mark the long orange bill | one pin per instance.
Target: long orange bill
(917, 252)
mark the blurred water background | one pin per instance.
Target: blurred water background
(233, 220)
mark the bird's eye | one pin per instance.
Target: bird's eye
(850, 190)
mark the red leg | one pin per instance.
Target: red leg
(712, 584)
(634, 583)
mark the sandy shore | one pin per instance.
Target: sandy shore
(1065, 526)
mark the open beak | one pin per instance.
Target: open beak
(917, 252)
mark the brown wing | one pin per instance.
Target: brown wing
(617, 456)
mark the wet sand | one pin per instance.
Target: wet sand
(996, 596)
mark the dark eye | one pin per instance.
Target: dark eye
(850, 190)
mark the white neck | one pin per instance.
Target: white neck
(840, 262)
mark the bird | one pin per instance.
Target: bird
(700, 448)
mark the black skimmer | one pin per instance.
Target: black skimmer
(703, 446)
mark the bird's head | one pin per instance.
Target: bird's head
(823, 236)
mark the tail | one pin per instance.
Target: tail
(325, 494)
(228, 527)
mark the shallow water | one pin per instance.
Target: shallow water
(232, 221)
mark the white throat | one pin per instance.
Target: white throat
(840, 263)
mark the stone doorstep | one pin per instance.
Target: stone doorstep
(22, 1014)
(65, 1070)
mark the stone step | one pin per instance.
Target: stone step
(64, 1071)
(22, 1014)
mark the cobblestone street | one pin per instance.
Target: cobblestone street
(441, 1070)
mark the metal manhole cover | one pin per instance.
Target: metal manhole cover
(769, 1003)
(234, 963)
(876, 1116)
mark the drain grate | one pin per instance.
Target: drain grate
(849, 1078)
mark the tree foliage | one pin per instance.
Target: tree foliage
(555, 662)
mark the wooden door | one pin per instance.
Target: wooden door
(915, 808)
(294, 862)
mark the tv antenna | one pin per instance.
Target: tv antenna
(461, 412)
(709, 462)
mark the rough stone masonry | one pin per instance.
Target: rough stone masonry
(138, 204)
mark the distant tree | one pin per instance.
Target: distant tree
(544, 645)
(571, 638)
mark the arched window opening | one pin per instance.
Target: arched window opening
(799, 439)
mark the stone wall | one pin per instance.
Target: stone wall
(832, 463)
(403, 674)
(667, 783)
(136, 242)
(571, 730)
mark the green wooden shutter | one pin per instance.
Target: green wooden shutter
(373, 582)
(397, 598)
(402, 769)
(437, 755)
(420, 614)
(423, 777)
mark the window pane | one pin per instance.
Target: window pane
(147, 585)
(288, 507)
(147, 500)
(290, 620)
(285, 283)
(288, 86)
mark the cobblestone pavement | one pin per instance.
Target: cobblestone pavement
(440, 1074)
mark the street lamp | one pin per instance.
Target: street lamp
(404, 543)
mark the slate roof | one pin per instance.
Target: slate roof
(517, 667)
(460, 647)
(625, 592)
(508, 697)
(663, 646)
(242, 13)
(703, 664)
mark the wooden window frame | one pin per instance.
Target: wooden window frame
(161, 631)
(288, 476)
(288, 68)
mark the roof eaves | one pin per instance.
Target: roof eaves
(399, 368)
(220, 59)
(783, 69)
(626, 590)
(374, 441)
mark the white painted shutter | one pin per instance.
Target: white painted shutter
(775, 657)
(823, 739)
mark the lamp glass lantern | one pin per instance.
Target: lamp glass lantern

========

_Task details:_ Copy everything in the data from the line containing "mark the cobblestone street" down to the very end, requests included, and adjust every point coordinate in the answers by adding -131 to it.

_Output of the exercise:_
mark the cobblestone street | one pin per instance.
Target: cobblestone street
(310, 939)
mark the metal manhole cover | one pin per instance.
Target: metal manhole cover
(638, 872)
(103, 832)
(745, 985)
mark the drain grate | one pin per instance.
Target: drain grate
(718, 947)
mark the tree foliage | one pin per instance.
Target: tree foliage
(424, 531)
mark the wooden door | one pin per instance.
Target: wooden door
(784, 677)
(163, 731)
mark the tv antenna | one pin per instance.
Target: tv antenna
(330, 281)
(578, 331)
mark the rough stone masonry | one pin per instance.
Target: rough stone masonry
(7, 73)
mark the distant tree | one pin per instance.
Target: distant tree
(413, 514)
(440, 507)
mark the arched window opening | one pin per instance.
Target: arched window opening
(668, 308)
mark the stone wall | one pin per instance.
Target: stone wall
(701, 332)
(272, 543)
(536, 652)
(5, 111)
(440, 599)
mark the green wooden shutter | one pin per instance.
Target: green wooden shutter
(242, 451)
(266, 467)
(271, 638)
(306, 624)
(289, 483)
(292, 646)
mark the window pane | one pin per instance.
Target: window pane
(16, 454)
(157, 376)
(16, 369)
(159, 489)
(154, 152)
(157, -45)
mark the cobblestone pavement | one pin per instance.
Target: cobblestone pavement
(309, 943)
mark the street lamp | one pin per instance.
Target: street lamp
(273, 412)
mark the slate roof | one pin per instance.
Target: slate roof
(386, 536)
(329, 516)
(494, 461)
(377, 566)
(532, 515)
(111, -118)
(572, 533)
mark the wooden window frame | one pin per instance.
Target: wooden window frame
(30, 500)
(157, 345)
(157, -63)
mark the roof eaves | one pin per instance.
Target: roof eaves
(268, 237)
(89, -72)
(652, -62)
(495, 459)
(243, 310)
mark the white painted shutter | one pin per instance.
Target: white painted shutter
(644, 526)
(692, 608)
mark the lamp glass lantern | one pin per instance.
Target: lamp glass lantern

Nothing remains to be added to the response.